*DATA TO USE*.
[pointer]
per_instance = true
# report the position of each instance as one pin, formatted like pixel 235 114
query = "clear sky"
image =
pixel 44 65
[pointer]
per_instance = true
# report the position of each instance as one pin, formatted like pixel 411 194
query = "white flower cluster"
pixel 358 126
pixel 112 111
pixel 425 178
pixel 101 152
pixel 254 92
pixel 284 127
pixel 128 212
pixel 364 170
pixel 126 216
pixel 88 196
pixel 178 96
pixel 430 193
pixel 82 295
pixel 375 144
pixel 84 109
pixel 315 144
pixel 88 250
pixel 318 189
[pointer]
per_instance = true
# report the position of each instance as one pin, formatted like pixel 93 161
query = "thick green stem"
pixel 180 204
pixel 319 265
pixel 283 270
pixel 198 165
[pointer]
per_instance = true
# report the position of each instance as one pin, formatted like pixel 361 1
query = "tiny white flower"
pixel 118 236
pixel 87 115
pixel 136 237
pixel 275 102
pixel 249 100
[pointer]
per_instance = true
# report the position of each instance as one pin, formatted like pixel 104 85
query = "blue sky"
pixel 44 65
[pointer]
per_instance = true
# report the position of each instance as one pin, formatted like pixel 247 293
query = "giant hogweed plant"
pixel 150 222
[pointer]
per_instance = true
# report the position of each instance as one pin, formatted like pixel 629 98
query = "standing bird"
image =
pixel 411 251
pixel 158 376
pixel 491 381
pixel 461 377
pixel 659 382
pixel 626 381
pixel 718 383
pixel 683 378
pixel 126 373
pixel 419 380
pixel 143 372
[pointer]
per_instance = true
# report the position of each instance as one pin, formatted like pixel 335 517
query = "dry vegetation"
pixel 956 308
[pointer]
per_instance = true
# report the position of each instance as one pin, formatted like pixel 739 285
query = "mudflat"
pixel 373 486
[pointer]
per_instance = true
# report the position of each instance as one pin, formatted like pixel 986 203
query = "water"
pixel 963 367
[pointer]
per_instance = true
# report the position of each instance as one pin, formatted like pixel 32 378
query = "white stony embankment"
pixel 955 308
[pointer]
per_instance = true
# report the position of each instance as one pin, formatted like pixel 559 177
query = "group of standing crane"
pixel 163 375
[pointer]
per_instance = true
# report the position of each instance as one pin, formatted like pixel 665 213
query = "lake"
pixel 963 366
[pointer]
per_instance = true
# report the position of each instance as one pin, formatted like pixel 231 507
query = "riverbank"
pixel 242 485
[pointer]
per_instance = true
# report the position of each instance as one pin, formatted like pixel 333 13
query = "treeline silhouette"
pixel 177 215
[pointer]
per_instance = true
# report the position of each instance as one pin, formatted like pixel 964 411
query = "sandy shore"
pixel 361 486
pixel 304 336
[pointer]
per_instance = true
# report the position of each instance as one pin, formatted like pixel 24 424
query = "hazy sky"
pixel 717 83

*WORK INSTRUCTIONS*.
Recast every line of the items above as a Markdown table with the columns "No." and "Line", giving each line its row number and leaving out blank lines.

*TASK OUTPUT*.
| No. | Line |
|---|---|
| 1 | [pointer] |
| 2 | per_instance = true |
| 3 | # report the position of each instance as one pin, formatted like pixel 235 114 |
| 4 | query = "clear sky" |
| 5 | image = |
| 6 | pixel 44 65 |
| 7 | [pointer] |
| 8 | per_instance = true |
| 9 | # report the position of each instance as one pin, formatted like pixel 411 194 |
| 10 | query = "white flower cluster" |
| 11 | pixel 358 126 |
| 12 | pixel 112 111 |
| 13 | pixel 425 178 |
| 14 | pixel 101 152 |
| 15 | pixel 254 92 |
| 16 | pixel 284 127 |
| 17 | pixel 128 212 |
| 18 | pixel 364 170 |
| 19 | pixel 126 216 |
| 20 | pixel 88 196 |
| 21 | pixel 178 96 |
| 22 | pixel 430 193 |
| 23 | pixel 82 295 |
| 24 | pixel 375 144 |
| 25 | pixel 84 109 |
| 26 | pixel 315 144 |
| 27 | pixel 88 250 |
| 28 | pixel 318 189 |
| 29 | [pointer] |
| 30 | per_instance = true |
| 31 | # report the position of each instance as one pin, formatted like pixel 93 161 |
| 32 | query = "thick green stem" |
| 33 | pixel 180 204 |
| 34 | pixel 319 265 |
| 35 | pixel 283 270 |
| 36 | pixel 198 165 |
| 37 | [pointer] |
| 38 | per_instance = true |
| 39 | # report the position of each instance as one pin, formatted like pixel 361 1 |
| 40 | query = "tiny white flower" |
| 41 | pixel 118 236 |
| 42 | pixel 87 115 |
| 43 | pixel 136 237 |
| 44 | pixel 275 102 |
| 45 | pixel 249 100 |
| 46 | [pointer] |
| 47 | per_instance = true |
| 48 | # report the position of each instance as one pin, formatted like pixel 104 85 |
| 49 | query = "blue sky" |
| 50 | pixel 44 65 |
| 51 | [pointer] |
| 52 | per_instance = true |
| 53 | # report the position of each instance as one pin, formatted like pixel 247 293 |
| 54 | query = "giant hogweed plant" |
| 55 | pixel 150 222 |
| 56 | [pointer] |
| 57 | per_instance = true |
| 58 | # report the position of each instance as one pin, formatted like pixel 629 98 |
| 59 | query = "standing bird" |
| 60 | image = |
| 61 | pixel 411 251 |
| 62 | pixel 158 376 |
| 63 | pixel 491 381 |
| 64 | pixel 461 377 |
| 65 | pixel 659 382 |
| 66 | pixel 626 381 |
| 67 | pixel 718 383 |
| 68 | pixel 683 378 |
| 69 | pixel 126 373 |
| 70 | pixel 419 380 |
| 71 | pixel 143 372 |
| 72 | [pointer] |
| 73 | per_instance = true |
| 74 | # report the position of each instance as one pin, formatted like pixel 335 517 |
| 75 | query = "dry vegetation" |
| 76 | pixel 956 308 |
| 77 | [pointer] |
| 78 | per_instance = true |
| 79 | # report the position of each instance as one pin, formatted like pixel 739 285 |
| 80 | query = "mudflat" |
| 81 | pixel 373 486 |
| 82 | [pointer] |
| 83 | per_instance = true |
| 84 | # report the position of each instance as one pin, formatted like pixel 986 203 |
| 85 | query = "water" |
| 86 | pixel 963 367 |
| 87 | [pointer] |
| 88 | per_instance = true |
| 89 | # report the position of each instance as one pin, formatted like pixel 32 378 |
| 90 | query = "white stony embankment" |
| 91 | pixel 955 308 |
| 92 | [pointer] |
| 93 | per_instance = true |
| 94 | # report the position of each instance as one pin, formatted like pixel 559 177 |
| 95 | query = "group of standing crane" |
| 96 | pixel 163 375 |
| 97 | [pointer] |
| 98 | per_instance = true |
| 99 | # report the position of each instance as one pin, formatted like pixel 665 213 |
| 100 | query = "lake" |
| 101 | pixel 963 366 |
| 102 | [pointer] |
| 103 | per_instance = true |
| 104 | # report the position of each instance as one pin, formatted like pixel 231 507 |
| 105 | query = "riverbank" |
| 106 | pixel 242 485 |
| 107 | [pointer] |
| 108 | per_instance = true |
| 109 | # report the position of each instance as one pin, formatted like pixel 333 13 |
| 110 | query = "treeline silhouette" |
| 111 | pixel 177 215 |
| 112 | [pointer] |
| 113 | per_instance = true |
| 114 | # report the position of each instance as one pin, formatted like pixel 964 411 |
| 115 | query = "sandy shore" |
| 116 | pixel 361 486 |
| 117 | pixel 304 336 |
| 118 | [pointer] |
| 119 | per_instance = true |
| 120 | # report the position of each instance as one pin, formatted like pixel 24 424 |
| 121 | query = "hazy sky" |
| 122 | pixel 717 83 |